What you will do: Show every line of the material below that contains the word "sunlit", copying each one in full.

# START OF Source data

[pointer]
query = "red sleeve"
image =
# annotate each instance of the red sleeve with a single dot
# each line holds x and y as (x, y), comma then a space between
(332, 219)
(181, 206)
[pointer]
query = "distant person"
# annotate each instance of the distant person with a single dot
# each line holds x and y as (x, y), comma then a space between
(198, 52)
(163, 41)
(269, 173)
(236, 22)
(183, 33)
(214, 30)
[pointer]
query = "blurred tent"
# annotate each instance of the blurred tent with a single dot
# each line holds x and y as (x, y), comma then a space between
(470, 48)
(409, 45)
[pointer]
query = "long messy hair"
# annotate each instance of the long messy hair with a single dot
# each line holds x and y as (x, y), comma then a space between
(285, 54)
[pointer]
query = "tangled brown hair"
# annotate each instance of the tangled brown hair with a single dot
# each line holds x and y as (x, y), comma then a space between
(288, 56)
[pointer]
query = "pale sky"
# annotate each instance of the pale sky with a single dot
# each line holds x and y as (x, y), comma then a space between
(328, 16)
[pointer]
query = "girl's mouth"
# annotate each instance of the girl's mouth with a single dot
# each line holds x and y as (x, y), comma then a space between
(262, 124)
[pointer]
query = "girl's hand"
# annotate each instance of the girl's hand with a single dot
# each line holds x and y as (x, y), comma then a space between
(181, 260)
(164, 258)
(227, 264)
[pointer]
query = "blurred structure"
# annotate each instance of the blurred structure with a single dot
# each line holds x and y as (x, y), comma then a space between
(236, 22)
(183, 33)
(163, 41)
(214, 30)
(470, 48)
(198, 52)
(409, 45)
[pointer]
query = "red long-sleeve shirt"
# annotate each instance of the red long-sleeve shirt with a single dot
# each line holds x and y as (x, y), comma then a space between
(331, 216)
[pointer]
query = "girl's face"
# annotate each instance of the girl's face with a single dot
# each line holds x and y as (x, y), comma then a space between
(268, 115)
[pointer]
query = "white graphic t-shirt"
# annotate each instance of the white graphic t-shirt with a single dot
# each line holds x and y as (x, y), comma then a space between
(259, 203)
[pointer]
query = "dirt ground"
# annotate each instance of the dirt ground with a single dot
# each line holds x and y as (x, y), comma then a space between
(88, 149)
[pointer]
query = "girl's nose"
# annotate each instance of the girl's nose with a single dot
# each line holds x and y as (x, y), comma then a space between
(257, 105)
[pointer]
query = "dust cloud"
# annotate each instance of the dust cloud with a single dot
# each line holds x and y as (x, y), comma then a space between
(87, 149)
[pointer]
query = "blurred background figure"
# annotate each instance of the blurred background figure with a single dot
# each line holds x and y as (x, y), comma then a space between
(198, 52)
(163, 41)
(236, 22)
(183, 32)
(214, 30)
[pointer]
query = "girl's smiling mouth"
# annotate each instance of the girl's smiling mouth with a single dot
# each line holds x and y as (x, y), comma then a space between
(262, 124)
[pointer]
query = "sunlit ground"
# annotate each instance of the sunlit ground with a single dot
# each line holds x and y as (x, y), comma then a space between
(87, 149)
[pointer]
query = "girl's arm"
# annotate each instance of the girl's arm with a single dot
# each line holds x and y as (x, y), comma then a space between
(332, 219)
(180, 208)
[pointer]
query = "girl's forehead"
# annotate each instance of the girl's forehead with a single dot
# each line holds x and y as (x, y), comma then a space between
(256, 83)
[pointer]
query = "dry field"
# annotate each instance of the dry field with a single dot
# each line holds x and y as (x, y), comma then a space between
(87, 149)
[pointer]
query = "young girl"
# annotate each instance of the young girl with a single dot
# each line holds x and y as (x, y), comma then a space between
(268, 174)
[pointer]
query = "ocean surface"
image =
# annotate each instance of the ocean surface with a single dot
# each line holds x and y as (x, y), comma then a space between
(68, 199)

# END OF Source data

Result:
query = "sunlit ground"
# annotate each instance of the sunlit ground with a single dot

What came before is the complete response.